# EXERCISE PROMPT:
Replace "outline" with "polygon" in the listing, starting at the line containing "segment flower petal" and ending at the line containing "[[[115,141],[117,130],[111,131],[98,145],[97,148],[109,150]]]", and reproduce only those lines with everything else unchanged.

# RECORDS FOR PROCESSING:
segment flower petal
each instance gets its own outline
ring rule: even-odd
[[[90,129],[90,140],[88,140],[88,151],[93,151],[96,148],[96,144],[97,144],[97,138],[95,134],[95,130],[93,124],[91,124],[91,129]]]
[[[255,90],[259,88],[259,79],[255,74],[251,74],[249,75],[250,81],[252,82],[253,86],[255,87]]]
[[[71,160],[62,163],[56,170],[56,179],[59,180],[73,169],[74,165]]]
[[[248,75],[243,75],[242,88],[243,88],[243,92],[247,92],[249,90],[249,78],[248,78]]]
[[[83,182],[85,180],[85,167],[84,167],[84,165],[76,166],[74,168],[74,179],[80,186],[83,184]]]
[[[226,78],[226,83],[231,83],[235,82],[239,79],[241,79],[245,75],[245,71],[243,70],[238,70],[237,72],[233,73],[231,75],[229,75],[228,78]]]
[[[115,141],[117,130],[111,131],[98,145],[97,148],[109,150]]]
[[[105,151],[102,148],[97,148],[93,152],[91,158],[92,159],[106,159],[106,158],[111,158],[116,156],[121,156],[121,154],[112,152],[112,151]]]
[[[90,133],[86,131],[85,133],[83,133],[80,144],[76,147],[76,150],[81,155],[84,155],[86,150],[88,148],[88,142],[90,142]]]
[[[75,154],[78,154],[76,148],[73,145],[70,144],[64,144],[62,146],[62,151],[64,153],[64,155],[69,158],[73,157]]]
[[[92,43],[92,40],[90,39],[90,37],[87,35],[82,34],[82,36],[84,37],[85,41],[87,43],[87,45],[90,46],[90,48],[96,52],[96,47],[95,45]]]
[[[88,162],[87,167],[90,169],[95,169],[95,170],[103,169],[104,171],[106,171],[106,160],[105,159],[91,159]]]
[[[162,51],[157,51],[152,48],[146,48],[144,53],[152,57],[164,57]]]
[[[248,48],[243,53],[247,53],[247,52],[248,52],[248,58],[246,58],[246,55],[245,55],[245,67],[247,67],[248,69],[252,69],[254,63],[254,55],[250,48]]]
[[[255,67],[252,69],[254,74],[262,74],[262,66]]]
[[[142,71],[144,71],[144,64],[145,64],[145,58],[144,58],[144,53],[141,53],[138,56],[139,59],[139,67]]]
---
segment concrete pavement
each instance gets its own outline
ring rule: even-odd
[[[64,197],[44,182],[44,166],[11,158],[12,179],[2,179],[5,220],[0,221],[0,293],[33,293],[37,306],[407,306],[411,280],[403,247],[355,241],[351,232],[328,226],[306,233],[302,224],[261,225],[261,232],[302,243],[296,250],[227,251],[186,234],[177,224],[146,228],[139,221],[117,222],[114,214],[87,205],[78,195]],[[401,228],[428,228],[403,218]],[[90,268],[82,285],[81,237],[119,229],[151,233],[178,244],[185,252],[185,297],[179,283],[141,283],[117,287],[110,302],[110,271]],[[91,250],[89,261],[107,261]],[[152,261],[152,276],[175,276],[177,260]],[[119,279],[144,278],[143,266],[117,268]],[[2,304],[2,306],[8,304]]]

# SOLUTION FOR THIS PROBLEM:
segment flower petal
each instance gets its own polygon
ring rule: even-odd
[[[90,129],[90,140],[88,140],[88,151],[93,151],[96,148],[96,144],[97,144],[97,138],[95,134],[95,130],[93,124],[91,124],[91,129]]]
[[[255,90],[259,88],[259,79],[255,74],[251,74],[249,75],[250,81],[252,82],[253,86],[255,87]]]
[[[71,160],[62,163],[56,170],[56,179],[59,180],[73,169],[74,165]]]
[[[248,75],[243,75],[242,88],[243,88],[243,92],[247,92],[249,90],[249,78],[248,78]]]
[[[83,182],[85,180],[85,167],[84,167],[84,165],[76,166],[74,168],[74,179],[80,186],[83,184]]]
[[[226,78],[226,83],[231,83],[235,82],[239,79],[241,79],[245,75],[245,71],[243,70],[238,70],[237,72],[233,73],[231,75],[229,75],[228,78]]]
[[[115,141],[117,130],[111,131],[98,145],[97,148],[109,150]]]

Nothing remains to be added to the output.